- _TASK DIRECTIONS_
Quote verbatim the lines of the data below that run from the line containing "of the white" through the final line of the data, including both ends.

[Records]
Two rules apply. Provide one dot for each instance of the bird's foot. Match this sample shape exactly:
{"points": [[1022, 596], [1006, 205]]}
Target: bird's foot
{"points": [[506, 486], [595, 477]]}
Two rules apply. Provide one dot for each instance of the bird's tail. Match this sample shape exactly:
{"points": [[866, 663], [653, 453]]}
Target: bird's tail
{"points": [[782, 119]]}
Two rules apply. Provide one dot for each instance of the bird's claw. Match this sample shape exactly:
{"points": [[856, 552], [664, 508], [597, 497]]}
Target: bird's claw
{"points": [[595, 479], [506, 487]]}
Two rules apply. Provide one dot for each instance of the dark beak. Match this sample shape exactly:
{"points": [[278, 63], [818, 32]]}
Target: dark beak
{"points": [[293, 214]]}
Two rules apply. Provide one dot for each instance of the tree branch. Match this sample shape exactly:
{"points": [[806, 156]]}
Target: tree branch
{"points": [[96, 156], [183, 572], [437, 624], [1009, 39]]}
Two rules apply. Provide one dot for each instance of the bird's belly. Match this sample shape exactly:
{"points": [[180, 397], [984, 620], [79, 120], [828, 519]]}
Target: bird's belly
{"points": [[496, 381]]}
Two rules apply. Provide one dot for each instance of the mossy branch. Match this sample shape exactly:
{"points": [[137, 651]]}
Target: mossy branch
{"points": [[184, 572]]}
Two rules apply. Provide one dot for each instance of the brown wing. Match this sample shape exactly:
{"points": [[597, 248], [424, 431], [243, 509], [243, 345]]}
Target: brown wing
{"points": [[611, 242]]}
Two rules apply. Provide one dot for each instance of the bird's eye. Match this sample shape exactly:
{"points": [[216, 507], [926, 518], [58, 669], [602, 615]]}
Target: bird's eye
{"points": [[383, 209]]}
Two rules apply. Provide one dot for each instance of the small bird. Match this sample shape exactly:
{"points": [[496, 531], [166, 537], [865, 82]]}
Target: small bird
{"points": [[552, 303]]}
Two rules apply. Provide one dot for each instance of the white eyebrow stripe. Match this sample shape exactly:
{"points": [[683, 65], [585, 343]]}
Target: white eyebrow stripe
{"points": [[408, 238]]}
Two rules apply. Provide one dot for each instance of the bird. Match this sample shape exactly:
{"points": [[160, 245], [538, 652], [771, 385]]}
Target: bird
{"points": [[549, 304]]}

- _RESPONSE BELOW_
Two rules apply. Provide one dot for each instance of the white eyebrow stripe. Match this sample shape exactly:
{"points": [[683, 65], [585, 343]]}
Target: white eyebrow stripe
{"points": [[408, 238]]}
Two rules apply. Provide one dot for each instance of the bird. Match this sample shape exactly:
{"points": [[160, 245], [538, 652], [771, 385]]}
Target: bird
{"points": [[549, 304]]}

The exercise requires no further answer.